What you have to do: Transcribe word for word the stretch of the article on the overseas streaming race that starts with "With U.S. market" and ends with "market becomes saturated.".
[Opening Source extract section]
Netflix, Disney and Amazon's Streaming Wars Heat Up Overseas

Netflix, Disney and Amazon's Streaming Wars Heat Up Overseas

With U.S. market saturated, companies are slowing Hollywood exports and spending billions of dollars to make international content

Netflix, focusing on developing local content abroad, describes 'Lupin', a thriller set in Paris that is inspired by a literary gentleman thief, as 'a very French show.' Bloomberg
Netflix, focusing on developing local content abroad, describes 'Lupin', a thriller set in Paris that is inspired by a literary gentleman thief, as 'a very French show.' Bloomberg

Tech companies and Hollywood studios are increasingly looking to expand their streaming services abroad by spending more money on developing local content geared to the billions of potential overseas subscribers as the U.S. market becomes saturated.
[Closing Source extract section]
[Opening Listed records section]
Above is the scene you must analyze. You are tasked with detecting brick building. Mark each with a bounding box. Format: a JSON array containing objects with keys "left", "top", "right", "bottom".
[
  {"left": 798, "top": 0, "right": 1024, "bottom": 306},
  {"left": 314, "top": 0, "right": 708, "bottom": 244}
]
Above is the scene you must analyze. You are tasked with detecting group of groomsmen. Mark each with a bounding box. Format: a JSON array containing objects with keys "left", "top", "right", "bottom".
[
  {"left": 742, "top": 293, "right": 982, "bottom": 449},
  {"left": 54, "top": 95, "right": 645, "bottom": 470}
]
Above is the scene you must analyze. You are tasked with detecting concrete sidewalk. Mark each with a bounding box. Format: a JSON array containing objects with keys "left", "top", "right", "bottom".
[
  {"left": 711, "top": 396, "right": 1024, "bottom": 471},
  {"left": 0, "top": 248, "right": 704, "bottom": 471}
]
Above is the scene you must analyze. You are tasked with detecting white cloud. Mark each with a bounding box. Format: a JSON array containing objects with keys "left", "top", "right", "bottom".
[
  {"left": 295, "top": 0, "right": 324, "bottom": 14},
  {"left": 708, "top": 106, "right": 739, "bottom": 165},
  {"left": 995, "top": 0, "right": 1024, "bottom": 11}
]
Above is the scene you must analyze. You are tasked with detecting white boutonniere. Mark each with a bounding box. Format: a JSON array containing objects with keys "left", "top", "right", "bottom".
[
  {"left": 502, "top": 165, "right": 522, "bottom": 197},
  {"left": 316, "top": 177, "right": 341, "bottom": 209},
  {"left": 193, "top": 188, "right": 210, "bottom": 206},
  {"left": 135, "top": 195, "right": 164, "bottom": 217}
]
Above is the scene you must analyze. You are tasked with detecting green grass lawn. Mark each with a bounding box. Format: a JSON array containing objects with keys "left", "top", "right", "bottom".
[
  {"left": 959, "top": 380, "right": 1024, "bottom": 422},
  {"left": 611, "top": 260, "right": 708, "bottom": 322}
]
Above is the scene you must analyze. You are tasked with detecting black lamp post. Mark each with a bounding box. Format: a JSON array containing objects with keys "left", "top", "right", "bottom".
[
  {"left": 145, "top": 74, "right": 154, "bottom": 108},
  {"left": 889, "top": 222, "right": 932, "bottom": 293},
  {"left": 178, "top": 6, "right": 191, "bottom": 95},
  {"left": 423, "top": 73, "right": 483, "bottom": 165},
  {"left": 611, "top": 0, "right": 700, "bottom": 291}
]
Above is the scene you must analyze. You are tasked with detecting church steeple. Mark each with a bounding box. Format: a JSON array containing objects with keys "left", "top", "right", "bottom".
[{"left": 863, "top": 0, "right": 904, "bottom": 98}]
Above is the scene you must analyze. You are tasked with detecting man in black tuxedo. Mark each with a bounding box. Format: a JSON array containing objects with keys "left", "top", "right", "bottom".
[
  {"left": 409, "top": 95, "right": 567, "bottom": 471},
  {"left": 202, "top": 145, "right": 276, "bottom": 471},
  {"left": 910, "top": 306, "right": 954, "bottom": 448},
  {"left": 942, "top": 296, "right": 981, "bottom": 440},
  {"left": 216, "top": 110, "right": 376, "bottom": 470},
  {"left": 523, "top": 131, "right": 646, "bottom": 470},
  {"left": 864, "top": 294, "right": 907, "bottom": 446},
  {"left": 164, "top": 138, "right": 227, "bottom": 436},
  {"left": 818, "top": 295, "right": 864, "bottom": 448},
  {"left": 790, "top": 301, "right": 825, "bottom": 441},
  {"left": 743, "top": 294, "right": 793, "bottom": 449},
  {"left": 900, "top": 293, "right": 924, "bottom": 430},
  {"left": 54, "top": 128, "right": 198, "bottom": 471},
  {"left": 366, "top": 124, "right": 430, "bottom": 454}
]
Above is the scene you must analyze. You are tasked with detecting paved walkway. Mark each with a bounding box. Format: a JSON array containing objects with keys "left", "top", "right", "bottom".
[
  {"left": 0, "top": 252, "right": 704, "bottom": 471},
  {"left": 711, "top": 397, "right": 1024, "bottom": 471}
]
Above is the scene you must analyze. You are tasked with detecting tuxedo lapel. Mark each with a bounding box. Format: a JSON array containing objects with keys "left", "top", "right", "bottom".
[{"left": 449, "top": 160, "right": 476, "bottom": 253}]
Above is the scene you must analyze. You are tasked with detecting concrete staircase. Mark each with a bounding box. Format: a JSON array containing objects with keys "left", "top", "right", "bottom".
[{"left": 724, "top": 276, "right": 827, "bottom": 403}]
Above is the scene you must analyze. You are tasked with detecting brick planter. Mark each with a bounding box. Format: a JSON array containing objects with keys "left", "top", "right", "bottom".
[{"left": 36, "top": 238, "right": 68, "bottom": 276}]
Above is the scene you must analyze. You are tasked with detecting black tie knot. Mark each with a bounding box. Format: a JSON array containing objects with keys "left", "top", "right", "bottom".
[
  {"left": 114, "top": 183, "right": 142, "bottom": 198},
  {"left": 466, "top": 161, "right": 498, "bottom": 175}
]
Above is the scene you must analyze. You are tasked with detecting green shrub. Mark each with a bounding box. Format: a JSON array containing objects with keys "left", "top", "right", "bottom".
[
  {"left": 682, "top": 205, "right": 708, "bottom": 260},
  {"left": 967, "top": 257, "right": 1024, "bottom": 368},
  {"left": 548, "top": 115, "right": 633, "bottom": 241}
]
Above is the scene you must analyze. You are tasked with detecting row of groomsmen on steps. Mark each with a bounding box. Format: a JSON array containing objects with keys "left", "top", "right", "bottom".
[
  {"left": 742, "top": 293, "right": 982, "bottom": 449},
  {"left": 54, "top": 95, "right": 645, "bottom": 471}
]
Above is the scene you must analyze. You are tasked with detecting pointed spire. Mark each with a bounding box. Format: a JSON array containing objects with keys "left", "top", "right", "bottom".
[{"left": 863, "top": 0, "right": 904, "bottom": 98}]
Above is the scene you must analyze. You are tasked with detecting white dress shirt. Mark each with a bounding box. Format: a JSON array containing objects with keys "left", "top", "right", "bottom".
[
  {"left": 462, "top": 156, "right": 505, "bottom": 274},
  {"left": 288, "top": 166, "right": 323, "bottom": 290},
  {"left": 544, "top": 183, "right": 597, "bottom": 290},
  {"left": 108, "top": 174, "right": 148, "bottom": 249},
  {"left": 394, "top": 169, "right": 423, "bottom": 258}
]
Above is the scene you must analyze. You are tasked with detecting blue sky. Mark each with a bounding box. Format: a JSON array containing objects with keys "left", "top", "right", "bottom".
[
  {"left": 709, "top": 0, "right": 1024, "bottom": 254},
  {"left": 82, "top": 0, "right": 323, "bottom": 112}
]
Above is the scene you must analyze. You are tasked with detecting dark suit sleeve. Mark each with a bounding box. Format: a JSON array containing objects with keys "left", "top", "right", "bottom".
[Closing Listed records section]
Your solution:
With U.S. market saturated, companies are slowing Hollywood exports and spending billions of dollars to make international content

Netflix, focusing on developing local content abroad, describes 'Lupin', a thriller set in Paris that is inspired by a literary gentleman thief, as 'a very French show.' Bloomberg
Netflix, focusing on developing local content abroad, describes 'Lupin', a thriller set in Paris that is inspired by a literary gentleman thief, as 'a very French show.' Bloomberg

Tech companies and Hollywood studios are increasingly looking to expand their streaming services abroad by spending more money on developing local content geared to the billions of potential overseas subscribers as the U.S. market becomes saturated.